Stored records
====================
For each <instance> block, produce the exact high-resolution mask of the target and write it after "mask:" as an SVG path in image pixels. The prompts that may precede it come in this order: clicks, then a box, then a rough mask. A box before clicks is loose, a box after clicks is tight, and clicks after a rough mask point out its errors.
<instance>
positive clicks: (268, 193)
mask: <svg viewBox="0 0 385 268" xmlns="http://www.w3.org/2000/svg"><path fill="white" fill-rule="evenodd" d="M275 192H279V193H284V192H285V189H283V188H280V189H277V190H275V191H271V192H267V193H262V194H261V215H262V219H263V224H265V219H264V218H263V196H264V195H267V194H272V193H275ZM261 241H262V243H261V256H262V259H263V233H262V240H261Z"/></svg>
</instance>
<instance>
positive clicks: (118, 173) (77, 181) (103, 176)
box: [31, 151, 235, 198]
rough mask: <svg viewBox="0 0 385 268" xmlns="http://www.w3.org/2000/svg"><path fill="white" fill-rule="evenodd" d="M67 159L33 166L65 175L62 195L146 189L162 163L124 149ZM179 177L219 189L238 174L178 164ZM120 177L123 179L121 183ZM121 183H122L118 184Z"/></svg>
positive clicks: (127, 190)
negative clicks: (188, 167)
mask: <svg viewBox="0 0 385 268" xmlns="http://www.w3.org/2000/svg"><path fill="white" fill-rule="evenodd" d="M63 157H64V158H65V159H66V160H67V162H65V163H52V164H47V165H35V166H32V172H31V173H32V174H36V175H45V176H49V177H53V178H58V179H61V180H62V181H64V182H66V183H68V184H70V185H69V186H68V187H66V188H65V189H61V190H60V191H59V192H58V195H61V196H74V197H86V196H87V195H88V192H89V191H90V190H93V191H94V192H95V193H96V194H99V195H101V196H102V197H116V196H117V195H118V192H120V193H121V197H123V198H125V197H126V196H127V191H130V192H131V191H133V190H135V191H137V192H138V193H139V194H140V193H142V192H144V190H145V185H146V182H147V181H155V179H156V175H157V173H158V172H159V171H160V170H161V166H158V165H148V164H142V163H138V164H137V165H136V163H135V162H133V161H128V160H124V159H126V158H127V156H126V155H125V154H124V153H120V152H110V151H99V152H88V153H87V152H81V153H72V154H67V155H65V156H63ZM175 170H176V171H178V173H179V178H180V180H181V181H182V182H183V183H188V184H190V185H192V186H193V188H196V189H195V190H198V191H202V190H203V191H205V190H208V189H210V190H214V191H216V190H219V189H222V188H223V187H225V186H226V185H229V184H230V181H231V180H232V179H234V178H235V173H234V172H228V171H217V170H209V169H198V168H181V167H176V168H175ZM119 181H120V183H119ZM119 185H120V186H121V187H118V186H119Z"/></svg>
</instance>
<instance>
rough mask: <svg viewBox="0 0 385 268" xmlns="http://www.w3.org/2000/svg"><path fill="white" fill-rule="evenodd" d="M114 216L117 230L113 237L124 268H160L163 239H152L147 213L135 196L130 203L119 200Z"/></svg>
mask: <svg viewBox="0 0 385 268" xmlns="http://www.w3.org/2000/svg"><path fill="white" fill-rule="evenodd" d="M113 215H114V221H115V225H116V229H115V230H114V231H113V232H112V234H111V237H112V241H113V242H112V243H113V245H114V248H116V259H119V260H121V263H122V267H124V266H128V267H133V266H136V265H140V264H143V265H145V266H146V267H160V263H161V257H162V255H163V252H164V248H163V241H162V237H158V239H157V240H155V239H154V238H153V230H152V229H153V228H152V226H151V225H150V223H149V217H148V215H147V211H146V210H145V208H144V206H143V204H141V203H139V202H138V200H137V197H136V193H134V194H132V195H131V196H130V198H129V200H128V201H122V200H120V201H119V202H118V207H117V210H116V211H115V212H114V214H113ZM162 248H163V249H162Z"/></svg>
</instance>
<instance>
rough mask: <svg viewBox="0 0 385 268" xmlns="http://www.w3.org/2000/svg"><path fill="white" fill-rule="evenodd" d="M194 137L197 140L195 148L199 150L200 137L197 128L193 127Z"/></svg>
====================
What you are asked to do: Quote exactly the stretch of lines above that starts at the first one and ends at the line with "positive clicks: (127, 190)", and nothing beyond it.

Reply:
For each <instance> block, produce the exact high-resolution mask of the target and write it after "mask:" as an SVG path in image pixels. The prompts that may precede it come in this order: clicks, then a box, then a rough mask. A box before clicks is loose, a box after clicks is tight, and clicks after a rough mask point out its errors.
<instance>
positive clicks: (268, 193)
mask: <svg viewBox="0 0 385 268" xmlns="http://www.w3.org/2000/svg"><path fill="white" fill-rule="evenodd" d="M275 192H279V193H284V192H285V189H283V188H280V189H277V190H275V191H271V192H267V193H262V194H261V215H262V219H263V224H265V219H264V218H263V196H264V195H267V194H272V193H275ZM261 241H262V243H261V256H262V259H263V233H262V240H261Z"/></svg>
</instance>
<instance>
positive clicks: (118, 173) (77, 181) (103, 176)
box: [31, 151, 235, 198]
rough mask: <svg viewBox="0 0 385 268" xmlns="http://www.w3.org/2000/svg"><path fill="white" fill-rule="evenodd" d="M67 159L33 166L65 175L62 195L146 189L162 163L124 149ZM179 177L219 189L238 174L178 164ZM120 177L123 179L121 183ZM121 183H122L118 184Z"/></svg>
positive clicks: (127, 190)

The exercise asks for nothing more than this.